╔══
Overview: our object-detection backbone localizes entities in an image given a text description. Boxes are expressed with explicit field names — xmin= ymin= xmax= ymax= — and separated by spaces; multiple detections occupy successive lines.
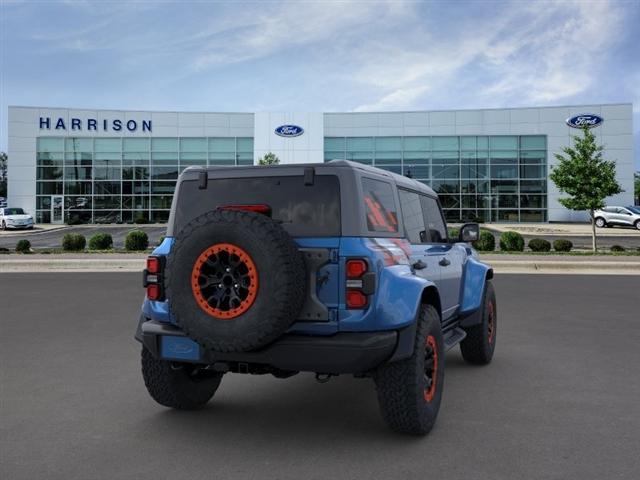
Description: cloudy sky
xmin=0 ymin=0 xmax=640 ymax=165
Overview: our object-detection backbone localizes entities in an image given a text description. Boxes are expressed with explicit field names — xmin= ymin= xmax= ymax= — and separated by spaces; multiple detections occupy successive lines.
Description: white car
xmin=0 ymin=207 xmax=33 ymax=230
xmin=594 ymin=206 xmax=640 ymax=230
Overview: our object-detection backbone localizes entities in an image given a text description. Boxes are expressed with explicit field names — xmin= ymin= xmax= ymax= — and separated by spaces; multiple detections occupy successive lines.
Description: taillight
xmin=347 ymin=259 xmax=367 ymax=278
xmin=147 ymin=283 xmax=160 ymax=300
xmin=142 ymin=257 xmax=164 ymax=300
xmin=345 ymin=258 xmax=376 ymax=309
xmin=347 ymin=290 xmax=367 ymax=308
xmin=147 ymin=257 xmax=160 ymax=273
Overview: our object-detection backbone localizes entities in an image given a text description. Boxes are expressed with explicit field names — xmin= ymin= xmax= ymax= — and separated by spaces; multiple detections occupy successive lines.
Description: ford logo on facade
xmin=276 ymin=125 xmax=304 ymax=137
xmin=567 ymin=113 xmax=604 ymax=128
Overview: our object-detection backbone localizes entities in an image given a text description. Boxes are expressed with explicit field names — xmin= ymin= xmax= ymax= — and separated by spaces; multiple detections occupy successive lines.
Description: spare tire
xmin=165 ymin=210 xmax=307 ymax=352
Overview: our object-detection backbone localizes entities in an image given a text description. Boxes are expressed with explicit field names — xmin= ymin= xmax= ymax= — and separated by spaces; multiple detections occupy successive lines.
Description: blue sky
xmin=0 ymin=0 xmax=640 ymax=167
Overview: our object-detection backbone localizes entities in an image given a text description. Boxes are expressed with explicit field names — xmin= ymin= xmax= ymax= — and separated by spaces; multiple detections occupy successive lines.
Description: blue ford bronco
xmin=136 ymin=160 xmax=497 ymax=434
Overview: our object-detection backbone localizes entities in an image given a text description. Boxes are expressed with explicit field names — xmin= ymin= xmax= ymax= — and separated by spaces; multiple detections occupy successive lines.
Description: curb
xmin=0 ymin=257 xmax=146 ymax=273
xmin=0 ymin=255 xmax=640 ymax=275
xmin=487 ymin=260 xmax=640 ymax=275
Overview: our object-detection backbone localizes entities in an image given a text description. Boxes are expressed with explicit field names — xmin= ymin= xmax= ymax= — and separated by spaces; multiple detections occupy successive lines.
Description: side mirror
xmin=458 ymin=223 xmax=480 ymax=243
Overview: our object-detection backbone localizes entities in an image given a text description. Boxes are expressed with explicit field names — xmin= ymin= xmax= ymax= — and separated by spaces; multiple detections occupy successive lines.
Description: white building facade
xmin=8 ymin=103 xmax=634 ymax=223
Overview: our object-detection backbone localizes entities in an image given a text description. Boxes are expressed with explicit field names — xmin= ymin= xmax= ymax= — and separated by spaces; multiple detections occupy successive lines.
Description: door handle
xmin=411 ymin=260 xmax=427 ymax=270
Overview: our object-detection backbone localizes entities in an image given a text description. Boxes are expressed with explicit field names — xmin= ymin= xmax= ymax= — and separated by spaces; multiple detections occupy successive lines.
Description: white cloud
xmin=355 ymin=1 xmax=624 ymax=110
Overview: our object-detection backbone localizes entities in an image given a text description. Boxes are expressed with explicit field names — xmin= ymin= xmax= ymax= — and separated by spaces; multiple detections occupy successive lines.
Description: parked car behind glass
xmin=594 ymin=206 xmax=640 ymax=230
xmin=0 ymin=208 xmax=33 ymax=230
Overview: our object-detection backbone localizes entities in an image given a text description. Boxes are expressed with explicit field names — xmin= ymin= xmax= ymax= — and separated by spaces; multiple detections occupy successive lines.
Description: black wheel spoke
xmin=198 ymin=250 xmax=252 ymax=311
╚══
╔══
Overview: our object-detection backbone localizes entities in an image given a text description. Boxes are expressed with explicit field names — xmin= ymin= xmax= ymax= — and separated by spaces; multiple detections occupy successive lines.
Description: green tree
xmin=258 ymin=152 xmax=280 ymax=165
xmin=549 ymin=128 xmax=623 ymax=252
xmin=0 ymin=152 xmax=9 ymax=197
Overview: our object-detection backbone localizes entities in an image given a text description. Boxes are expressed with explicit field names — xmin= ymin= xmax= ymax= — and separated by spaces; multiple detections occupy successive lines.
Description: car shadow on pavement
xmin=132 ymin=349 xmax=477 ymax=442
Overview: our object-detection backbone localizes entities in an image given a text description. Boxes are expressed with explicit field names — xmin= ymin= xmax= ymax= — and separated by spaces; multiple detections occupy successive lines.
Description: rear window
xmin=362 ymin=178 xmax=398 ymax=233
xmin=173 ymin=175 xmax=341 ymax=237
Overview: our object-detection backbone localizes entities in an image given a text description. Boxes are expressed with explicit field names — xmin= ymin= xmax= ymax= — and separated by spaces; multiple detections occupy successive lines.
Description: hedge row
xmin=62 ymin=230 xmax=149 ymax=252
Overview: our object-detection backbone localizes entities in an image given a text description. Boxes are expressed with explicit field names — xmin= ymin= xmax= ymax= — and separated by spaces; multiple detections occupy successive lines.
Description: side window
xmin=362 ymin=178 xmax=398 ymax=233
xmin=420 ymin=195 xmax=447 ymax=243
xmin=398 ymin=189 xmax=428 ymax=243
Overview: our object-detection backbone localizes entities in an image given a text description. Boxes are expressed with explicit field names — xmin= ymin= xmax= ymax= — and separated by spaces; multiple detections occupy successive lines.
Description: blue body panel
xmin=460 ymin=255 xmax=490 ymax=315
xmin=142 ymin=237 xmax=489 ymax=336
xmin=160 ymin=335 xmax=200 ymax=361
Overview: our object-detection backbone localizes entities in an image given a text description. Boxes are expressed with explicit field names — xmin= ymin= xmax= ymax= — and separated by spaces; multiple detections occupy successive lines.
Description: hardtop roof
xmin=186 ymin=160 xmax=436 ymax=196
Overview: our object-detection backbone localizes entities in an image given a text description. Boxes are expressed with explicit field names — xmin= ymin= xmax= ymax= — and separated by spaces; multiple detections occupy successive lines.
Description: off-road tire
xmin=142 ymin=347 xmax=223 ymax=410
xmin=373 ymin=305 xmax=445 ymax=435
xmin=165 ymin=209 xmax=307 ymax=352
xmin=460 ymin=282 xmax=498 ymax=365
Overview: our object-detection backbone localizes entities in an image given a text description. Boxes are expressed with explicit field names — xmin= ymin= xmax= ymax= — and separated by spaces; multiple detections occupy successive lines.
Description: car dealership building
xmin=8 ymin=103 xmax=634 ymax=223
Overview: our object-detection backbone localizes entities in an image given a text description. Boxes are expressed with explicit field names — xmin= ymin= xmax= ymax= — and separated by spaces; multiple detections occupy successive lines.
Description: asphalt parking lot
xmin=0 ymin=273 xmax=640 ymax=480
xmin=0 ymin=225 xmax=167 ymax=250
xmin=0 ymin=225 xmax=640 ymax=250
╚══
╔══
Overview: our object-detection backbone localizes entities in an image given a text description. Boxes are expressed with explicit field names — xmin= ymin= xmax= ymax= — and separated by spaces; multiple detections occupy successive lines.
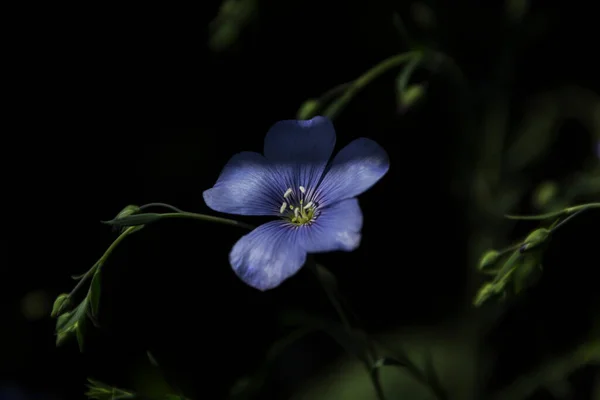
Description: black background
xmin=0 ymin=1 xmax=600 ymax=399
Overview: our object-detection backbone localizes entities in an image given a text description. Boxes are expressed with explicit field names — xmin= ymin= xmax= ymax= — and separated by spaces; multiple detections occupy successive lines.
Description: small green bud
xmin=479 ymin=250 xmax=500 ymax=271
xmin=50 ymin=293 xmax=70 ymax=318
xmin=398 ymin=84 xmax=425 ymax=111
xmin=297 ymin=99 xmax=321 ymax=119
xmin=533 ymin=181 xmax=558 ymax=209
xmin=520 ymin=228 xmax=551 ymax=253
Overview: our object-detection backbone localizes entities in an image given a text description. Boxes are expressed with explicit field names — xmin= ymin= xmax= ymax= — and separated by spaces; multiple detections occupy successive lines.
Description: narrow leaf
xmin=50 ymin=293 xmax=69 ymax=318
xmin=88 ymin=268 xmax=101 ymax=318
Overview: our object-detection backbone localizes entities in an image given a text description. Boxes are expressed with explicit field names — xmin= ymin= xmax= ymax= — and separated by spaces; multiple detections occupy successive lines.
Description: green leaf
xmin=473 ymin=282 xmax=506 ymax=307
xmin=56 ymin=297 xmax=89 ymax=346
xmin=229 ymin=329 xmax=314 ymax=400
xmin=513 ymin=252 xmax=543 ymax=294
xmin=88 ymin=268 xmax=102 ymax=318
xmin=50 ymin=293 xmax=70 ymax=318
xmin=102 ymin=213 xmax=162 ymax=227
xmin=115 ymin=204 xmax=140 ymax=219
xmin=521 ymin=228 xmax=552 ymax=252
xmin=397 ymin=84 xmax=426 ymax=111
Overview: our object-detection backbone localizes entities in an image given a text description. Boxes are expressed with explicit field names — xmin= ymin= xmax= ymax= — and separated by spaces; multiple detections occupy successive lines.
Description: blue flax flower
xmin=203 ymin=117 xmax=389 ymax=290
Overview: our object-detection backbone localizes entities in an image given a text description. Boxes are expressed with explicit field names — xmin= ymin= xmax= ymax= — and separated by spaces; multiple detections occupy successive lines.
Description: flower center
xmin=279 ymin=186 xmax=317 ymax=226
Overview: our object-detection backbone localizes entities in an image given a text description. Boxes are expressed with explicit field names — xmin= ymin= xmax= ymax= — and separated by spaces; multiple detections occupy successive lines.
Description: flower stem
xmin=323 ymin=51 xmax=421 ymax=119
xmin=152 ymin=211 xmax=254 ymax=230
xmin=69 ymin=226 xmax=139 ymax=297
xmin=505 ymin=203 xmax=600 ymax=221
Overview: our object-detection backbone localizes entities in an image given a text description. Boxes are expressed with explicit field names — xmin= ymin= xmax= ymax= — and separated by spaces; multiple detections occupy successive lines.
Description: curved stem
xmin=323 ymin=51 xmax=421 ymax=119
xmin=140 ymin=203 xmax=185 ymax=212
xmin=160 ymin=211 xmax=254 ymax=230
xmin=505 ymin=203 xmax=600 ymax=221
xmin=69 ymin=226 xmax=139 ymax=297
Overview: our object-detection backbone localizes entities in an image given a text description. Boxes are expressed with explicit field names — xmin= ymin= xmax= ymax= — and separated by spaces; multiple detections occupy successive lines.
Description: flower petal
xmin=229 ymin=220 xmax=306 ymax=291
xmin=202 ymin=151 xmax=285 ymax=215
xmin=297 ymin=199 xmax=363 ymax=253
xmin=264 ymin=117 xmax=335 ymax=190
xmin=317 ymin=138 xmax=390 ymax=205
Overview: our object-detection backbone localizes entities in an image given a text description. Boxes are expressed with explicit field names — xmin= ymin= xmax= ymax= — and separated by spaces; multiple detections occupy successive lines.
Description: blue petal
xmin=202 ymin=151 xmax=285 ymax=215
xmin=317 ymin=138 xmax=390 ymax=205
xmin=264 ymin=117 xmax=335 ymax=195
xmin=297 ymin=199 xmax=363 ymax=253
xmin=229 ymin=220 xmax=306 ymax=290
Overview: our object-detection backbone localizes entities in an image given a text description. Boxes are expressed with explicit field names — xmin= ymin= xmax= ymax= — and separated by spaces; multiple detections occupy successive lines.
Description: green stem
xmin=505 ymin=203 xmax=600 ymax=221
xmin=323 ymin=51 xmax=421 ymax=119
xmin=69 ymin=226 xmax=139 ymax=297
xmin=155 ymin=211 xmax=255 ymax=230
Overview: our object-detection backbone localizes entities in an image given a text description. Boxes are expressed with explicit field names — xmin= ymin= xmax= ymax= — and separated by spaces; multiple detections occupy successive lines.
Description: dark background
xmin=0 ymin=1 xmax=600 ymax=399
╚══
● **Exercise aim**
Which lines above include the word "facade"? Pick out each of them and copy it whole.

● **Answer to this problem**
Description: ford logo on facade
Description: white building facade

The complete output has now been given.